▶ Goal:
Copy out only those lines running from the line with "# point at: cloudy sky (one per instance)" to the end of the listing, keeping each one exactly as it is.
::: Data in this exercise :::
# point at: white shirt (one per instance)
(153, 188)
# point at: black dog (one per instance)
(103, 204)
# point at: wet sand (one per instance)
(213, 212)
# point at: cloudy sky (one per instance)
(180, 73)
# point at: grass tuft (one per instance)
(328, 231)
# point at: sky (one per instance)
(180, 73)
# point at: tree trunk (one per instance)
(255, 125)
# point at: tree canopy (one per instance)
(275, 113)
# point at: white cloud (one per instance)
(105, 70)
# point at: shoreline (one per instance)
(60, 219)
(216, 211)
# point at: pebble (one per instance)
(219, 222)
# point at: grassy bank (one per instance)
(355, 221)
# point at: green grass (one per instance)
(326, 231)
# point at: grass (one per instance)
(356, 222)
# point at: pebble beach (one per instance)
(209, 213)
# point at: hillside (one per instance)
:::
▶ Task solution:
# point at: cloudy sky (one per instance)
(180, 73)
# point at: grass tuft (one per instance)
(328, 231)
# point at: sky (one per instance)
(180, 73)
# point at: tree trunk (one per instance)
(255, 125)
# point at: tree canopy (one per instance)
(275, 113)
# point at: white cloud (one per instance)
(105, 70)
# point at: shoreline (one per instance)
(60, 219)
(216, 211)
# point at: pebble (one per instance)
(219, 222)
# point at: grassy bank (one per instance)
(355, 221)
# point at: green grass (one per instance)
(326, 231)
# point at: grass (one per instance)
(356, 222)
# point at: pebble beach (one per instance)
(209, 213)
# point at: hillside (one per instance)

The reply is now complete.